These measures have proven to be successful, despite the enormous increase of tourism. The monitoring programme carried out from 1988 onwards, shows a stable population and even a slight increase of nests on the beach.
In 2008, DEKAMER [tr] (Deniz Kaplumbağaları Araştırma, Kurtarma ve Rehabilitasyon Merkezi, Sea Turtle Research, Rescue and Rehabilitation Center) was established with the mission to conduct detailed scientific studies on sea turtle nesting beaches, provide care and treatment for injured sea turtles, and develop educational projects for the public and interested stakeholders. DEKAMER began its activities on Dalyan Beach in 2009. Every year, the organization also runs a volunteer program where participants engage in fieldwork on the beach and sometimes partake in tourist activities to inform people all around the world.

In February 2011 the Kaptan June Sea Turtle Conservation Foundation was established, a foundation whose mission is to protect sea turtles and their habitat. The former beach hut of conservationist June Haimoff has been brought back to İztuzu and has been transformed into a small museum. In May 2011 she was rewarded an MBE by Elizabeth II for her services to environmental conservation and the protection of endangered turtles in Turkey.

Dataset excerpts
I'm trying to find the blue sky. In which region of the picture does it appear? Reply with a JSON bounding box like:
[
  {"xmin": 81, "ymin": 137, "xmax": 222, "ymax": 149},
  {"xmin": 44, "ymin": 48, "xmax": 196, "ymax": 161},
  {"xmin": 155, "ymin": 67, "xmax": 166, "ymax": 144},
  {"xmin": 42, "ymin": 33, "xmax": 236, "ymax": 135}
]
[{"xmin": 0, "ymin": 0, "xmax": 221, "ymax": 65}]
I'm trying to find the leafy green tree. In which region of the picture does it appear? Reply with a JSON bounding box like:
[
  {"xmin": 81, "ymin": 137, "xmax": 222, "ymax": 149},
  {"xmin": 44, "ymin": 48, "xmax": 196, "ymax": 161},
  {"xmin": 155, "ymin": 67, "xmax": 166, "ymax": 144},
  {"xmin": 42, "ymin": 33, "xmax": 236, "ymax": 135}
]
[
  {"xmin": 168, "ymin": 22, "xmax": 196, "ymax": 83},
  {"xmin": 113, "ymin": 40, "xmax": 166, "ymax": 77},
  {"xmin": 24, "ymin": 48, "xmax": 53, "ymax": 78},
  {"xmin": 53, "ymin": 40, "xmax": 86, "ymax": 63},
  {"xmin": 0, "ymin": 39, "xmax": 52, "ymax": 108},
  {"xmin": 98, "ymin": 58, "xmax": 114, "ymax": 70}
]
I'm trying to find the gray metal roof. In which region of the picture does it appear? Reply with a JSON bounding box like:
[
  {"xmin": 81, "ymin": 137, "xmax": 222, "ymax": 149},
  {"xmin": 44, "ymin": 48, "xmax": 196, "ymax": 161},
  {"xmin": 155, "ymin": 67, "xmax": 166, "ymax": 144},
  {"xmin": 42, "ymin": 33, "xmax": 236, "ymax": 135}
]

• **Work order A**
Copy the passage on sea turtle conservation starting at "These measures have" and stopping after "on the beach.", and swap "stable population" for "steady population".
• **Work order B**
Carry on the passage about sea turtle conservation at İztuzu Beach from its last sentence.

• **Your response A**
These measures have proven to be successful, despite the enormous increase of tourism. The monitoring programme carried out from 1988 onwards, shows a steady population and even a slight increase of nests on the beach.

• **Your response B**
== International appreciation ==
In the period from 1988 onwards the Köyceğiz-Dalyan region has become a popular holiday destination. İztuzu Beach is frequented, both by people living or staying in Dalyan and by day tourists from e.g. Marmaris and Sarıgerme.
In 2008 İztuzu Beach was proclaimed winner in the category Best Open Space (Europe) by The Times because of the eco-friendly exploitation of the beach.:

In 2011 Dalyan and İztuzu Beach were proclaimed Best Beach Destination of Europe by Dutch holiday assessment website Zoover.